AIM OF THE TASK
Transcribe the entries below word for word, from the first line through the line that contains "[(184, 42), (329, 361), (80, 26)]", and stop after that line.

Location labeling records
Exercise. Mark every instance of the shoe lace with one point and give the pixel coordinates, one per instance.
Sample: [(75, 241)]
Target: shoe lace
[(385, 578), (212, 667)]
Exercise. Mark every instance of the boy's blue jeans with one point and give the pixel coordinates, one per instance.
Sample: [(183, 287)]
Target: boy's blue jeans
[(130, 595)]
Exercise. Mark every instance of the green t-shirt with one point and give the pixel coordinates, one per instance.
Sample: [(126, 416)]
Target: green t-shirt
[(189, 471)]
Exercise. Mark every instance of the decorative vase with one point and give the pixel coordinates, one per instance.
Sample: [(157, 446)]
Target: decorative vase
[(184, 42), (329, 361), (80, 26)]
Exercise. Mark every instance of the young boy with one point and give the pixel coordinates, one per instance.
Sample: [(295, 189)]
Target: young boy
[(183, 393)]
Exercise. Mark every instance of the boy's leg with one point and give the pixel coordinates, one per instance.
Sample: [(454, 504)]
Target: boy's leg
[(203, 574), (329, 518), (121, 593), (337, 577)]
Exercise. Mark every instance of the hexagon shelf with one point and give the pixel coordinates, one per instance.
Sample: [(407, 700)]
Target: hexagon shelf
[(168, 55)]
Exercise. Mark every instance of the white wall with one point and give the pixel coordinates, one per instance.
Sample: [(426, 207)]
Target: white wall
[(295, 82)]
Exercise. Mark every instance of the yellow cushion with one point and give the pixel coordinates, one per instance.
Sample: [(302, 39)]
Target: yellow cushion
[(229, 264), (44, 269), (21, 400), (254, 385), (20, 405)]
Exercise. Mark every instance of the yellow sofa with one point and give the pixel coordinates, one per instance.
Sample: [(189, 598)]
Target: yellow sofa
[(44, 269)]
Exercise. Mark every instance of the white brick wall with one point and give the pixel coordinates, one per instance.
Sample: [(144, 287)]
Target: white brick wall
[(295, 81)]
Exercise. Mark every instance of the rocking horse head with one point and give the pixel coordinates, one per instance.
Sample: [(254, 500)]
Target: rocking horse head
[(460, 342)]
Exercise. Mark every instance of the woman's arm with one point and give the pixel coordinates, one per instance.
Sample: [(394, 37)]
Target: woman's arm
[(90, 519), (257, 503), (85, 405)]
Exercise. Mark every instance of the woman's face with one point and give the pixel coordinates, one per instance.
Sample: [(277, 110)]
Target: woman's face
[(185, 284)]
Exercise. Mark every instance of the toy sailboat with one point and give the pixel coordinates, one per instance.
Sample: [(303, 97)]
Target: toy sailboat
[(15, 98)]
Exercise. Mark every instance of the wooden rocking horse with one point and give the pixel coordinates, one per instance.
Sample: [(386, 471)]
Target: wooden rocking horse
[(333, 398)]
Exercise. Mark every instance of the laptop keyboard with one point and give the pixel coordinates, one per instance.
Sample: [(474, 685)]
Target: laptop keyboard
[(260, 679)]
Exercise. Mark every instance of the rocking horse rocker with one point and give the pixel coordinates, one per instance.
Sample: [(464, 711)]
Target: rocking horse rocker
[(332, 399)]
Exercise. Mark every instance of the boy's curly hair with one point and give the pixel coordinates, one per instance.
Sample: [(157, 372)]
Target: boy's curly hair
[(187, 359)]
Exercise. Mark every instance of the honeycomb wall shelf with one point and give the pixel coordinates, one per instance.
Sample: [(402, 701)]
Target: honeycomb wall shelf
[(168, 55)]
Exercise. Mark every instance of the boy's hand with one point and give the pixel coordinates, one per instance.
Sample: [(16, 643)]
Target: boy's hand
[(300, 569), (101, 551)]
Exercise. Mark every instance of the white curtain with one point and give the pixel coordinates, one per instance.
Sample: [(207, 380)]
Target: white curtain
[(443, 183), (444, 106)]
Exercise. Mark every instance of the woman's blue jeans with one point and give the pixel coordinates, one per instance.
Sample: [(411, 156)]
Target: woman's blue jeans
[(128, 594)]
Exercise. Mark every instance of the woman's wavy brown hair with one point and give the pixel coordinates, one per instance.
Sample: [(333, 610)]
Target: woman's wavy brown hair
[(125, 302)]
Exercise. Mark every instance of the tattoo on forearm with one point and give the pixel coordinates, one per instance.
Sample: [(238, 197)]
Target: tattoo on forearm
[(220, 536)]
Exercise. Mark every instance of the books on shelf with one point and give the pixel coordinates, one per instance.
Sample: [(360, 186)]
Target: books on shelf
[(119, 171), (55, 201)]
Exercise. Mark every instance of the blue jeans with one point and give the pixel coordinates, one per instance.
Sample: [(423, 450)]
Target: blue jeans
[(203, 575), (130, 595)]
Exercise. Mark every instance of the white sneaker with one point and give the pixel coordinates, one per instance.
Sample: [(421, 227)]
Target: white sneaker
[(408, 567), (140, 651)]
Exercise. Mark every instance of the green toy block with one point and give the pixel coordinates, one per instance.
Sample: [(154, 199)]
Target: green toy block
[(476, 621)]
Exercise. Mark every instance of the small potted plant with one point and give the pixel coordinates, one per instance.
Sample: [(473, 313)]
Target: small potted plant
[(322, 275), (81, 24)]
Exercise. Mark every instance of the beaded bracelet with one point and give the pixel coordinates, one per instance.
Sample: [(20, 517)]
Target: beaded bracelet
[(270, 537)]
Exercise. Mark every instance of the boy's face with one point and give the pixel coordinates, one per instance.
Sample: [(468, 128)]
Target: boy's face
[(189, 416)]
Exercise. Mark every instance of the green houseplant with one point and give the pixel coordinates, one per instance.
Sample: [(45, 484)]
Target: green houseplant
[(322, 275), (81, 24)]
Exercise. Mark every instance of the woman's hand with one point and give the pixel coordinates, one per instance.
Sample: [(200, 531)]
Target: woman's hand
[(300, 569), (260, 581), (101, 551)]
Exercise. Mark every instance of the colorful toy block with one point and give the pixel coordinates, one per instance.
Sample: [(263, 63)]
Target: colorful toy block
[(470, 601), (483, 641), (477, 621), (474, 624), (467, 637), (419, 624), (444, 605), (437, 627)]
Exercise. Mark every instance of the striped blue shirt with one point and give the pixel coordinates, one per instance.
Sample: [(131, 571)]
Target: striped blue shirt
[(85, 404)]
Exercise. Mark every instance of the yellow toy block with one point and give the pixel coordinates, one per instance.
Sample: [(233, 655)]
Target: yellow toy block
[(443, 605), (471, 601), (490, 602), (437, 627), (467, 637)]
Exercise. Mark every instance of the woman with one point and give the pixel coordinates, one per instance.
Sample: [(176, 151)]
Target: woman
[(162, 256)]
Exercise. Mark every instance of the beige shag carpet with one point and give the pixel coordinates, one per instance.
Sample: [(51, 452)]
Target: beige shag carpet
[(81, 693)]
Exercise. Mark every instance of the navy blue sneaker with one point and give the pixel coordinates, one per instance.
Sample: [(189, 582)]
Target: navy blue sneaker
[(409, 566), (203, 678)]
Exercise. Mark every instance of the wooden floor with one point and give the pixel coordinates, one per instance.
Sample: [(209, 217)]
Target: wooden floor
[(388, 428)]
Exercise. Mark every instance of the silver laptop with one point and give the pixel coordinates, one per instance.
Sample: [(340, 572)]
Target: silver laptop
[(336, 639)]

REPLY
Exercise. Mark every instance of the shoe lace with one point and give the pixel coordinates, one per instance.
Sample: [(75, 241)]
Target: shoe lace
[(385, 578), (212, 667)]
Exercise. Mark every instance of the boy's blue jeans with one point and give the pixel coordinates, one per instance.
Sample: [(183, 287)]
Target: boy's blue jeans
[(130, 595)]
Exercise. Mark every instance of the green t-shirt with one point and give the pixel coordinates, one per instance.
Sample: [(126, 416)]
Target: green t-shirt
[(189, 471)]
Exercise. Mark every instance of the decorative vase with one point and give the pixel coordinates, one per instance.
Sample: [(157, 446)]
Target: decorative vase
[(184, 42), (329, 361), (80, 26)]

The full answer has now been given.